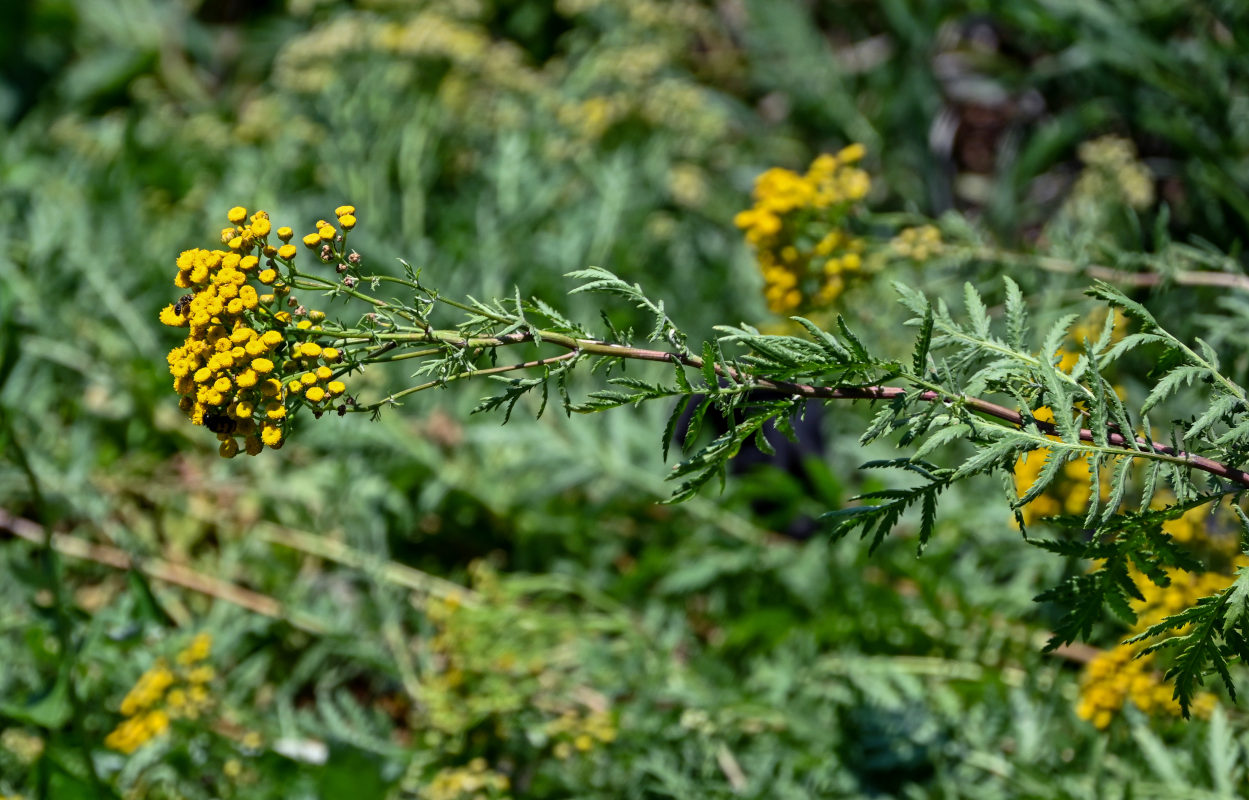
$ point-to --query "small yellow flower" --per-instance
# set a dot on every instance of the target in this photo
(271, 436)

^^^^

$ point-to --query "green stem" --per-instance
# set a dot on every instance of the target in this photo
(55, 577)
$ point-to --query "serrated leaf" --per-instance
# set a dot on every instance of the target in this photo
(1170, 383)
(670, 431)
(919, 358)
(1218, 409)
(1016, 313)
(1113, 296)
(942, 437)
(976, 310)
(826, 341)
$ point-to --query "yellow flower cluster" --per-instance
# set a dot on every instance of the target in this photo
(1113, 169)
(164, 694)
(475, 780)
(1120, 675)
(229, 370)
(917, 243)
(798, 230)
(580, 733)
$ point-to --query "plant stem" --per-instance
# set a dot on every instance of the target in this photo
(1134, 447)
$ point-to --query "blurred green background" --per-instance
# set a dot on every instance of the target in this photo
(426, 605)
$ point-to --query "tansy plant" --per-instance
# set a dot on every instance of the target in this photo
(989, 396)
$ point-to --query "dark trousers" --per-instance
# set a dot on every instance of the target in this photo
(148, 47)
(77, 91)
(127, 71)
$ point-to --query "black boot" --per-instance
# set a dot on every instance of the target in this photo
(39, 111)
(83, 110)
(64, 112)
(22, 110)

^^^^

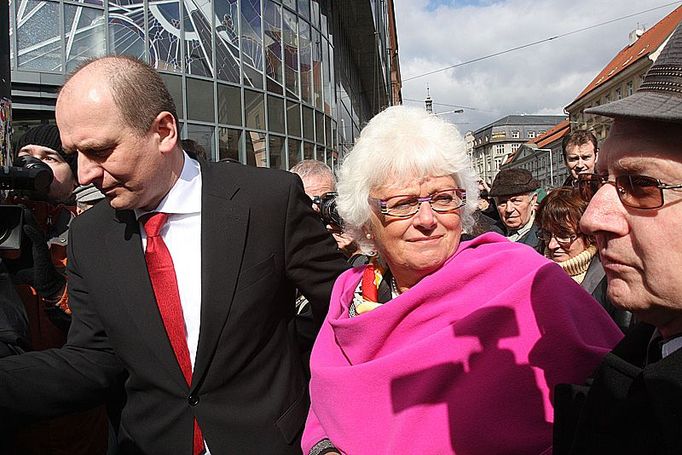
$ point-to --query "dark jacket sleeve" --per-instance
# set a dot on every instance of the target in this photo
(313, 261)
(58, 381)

^^^^

▶ Task brief
From the data above, list every line that contains the word "dark". Treat uppercase and lowercase letters as different.

▶ Task answer
$ point-to --query "dark trousers" --per-instance
$ point-to --query "dark jacket sleeve" --per-instance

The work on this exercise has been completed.